[Records from a dataset]

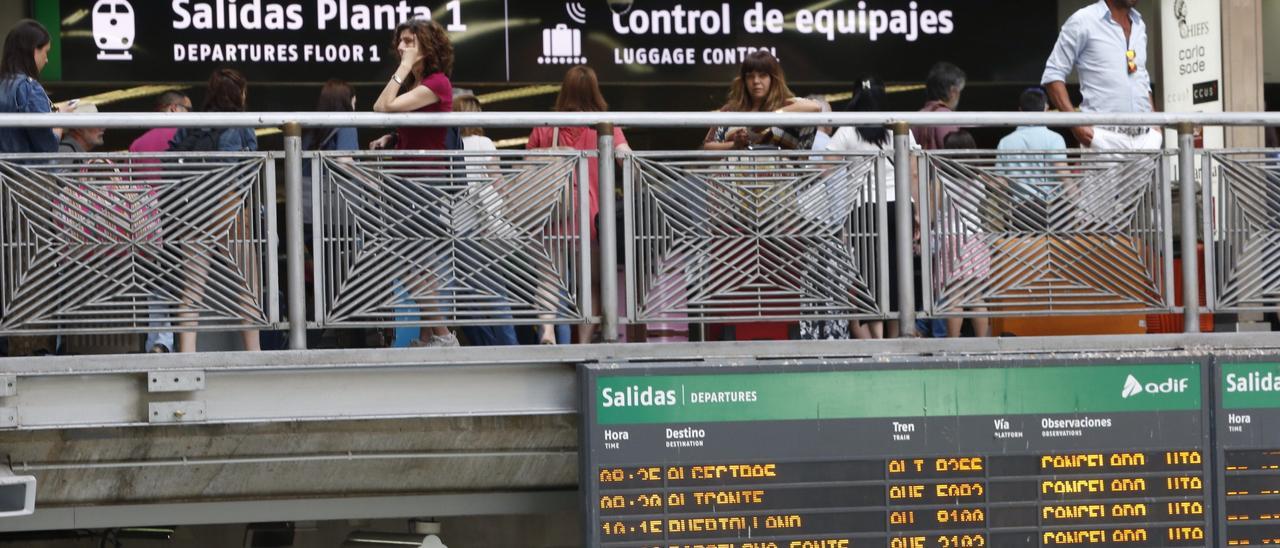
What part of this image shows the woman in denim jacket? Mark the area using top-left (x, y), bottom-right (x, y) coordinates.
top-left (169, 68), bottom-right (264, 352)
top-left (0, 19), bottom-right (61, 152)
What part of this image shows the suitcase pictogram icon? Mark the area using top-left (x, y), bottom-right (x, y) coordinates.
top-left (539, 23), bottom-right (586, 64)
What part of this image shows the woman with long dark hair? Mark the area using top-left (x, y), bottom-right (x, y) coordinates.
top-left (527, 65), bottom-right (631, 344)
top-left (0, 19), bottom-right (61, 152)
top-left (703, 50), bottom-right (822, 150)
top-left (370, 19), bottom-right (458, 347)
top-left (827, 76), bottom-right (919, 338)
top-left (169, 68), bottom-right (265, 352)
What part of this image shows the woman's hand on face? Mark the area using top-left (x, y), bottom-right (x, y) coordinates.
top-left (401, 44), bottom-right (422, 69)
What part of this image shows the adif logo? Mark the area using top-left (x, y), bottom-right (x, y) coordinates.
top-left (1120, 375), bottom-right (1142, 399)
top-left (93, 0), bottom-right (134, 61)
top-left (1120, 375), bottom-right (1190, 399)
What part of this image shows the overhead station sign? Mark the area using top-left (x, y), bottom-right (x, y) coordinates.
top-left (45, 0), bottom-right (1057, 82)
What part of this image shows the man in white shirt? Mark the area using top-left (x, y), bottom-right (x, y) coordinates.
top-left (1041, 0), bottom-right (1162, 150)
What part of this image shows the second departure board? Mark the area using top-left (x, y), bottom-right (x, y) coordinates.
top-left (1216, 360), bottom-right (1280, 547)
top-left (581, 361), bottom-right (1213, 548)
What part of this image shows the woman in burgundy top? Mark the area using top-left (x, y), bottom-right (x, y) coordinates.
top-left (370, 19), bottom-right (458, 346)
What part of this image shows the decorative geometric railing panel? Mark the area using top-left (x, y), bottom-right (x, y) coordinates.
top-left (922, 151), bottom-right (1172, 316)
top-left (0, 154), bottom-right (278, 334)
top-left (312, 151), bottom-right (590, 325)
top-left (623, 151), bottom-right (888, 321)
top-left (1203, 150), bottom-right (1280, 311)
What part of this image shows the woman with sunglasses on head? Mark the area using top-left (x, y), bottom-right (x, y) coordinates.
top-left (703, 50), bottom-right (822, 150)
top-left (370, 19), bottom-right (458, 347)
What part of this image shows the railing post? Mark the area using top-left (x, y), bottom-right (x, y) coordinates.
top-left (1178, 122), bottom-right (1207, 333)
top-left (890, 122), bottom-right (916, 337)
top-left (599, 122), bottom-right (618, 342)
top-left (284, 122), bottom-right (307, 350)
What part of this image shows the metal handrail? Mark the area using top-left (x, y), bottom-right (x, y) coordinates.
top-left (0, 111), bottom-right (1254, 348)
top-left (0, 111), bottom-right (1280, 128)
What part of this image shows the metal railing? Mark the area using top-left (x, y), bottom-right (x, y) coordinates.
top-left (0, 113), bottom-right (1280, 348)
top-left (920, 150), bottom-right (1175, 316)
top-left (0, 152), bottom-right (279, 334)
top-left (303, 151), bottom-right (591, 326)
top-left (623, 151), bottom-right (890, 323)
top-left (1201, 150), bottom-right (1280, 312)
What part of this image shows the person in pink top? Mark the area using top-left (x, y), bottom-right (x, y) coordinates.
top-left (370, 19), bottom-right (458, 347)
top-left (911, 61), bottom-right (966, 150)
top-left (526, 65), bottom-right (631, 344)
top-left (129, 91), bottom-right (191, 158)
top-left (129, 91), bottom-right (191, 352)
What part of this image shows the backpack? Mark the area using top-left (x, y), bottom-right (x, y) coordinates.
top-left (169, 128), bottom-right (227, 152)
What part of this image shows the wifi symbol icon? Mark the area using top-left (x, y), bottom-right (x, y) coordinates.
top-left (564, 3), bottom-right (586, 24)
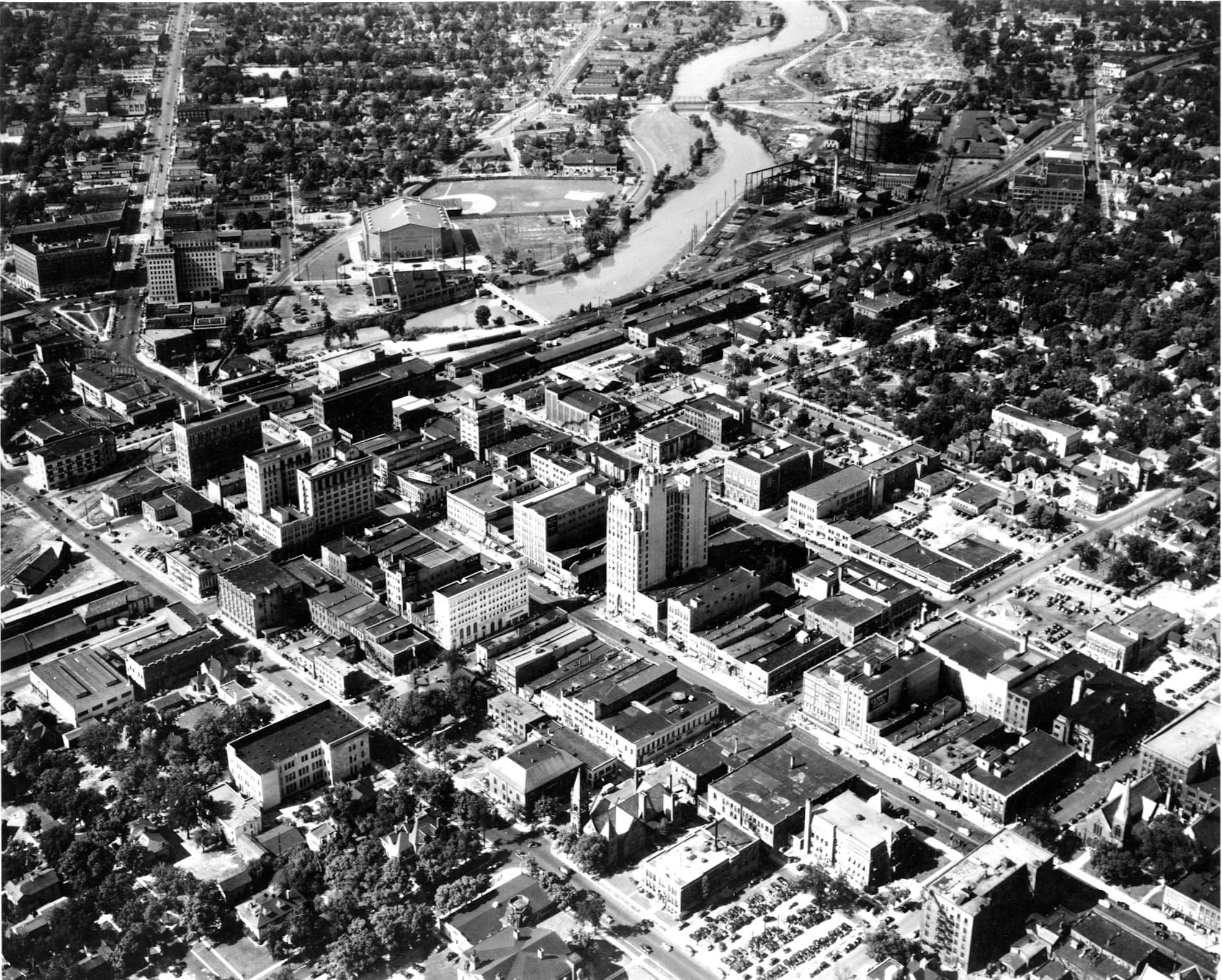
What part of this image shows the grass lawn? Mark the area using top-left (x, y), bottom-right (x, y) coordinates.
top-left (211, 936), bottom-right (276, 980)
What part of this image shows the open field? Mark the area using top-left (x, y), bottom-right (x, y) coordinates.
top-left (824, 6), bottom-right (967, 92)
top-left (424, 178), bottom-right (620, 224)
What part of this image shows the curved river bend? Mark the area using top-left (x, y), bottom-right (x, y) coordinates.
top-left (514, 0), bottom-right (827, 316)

[DIRECTIVE] How many lines of the listing contain the string "railing"? Case matters. Give only the number.

[WORKED ANSWER] 3